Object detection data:

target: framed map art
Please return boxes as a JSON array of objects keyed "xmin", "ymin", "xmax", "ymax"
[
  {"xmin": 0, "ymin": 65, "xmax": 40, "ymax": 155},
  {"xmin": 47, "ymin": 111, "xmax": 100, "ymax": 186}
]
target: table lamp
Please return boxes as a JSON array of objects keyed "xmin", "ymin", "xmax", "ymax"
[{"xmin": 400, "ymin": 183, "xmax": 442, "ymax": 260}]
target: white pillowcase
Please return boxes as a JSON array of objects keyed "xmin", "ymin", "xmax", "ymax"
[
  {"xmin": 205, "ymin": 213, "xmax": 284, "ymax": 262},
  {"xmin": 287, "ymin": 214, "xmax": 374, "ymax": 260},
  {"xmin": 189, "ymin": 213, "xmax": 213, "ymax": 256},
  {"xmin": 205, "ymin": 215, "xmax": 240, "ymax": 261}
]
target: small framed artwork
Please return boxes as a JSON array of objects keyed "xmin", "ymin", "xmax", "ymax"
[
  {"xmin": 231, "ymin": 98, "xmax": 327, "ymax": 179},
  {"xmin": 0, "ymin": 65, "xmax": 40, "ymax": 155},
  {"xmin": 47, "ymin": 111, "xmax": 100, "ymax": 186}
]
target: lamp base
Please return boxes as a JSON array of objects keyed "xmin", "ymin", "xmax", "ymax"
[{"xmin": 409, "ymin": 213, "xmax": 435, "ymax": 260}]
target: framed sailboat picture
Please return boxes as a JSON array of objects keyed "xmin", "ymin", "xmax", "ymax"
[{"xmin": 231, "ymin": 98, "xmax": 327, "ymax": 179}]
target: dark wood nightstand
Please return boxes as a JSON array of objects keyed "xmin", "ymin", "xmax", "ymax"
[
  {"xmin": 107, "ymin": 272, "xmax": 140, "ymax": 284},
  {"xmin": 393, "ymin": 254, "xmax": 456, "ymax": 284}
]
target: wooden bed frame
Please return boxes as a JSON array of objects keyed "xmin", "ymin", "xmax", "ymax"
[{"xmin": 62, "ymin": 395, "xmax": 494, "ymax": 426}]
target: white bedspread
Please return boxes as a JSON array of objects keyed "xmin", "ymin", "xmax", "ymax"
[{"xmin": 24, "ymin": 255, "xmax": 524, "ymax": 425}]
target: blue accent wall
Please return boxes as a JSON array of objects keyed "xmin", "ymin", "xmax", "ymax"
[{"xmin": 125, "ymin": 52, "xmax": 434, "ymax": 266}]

- _Task goal_: How many lines in the items above contain the string "framed", with case treated as significant? Reply with the number alone.

- _Task response_: 3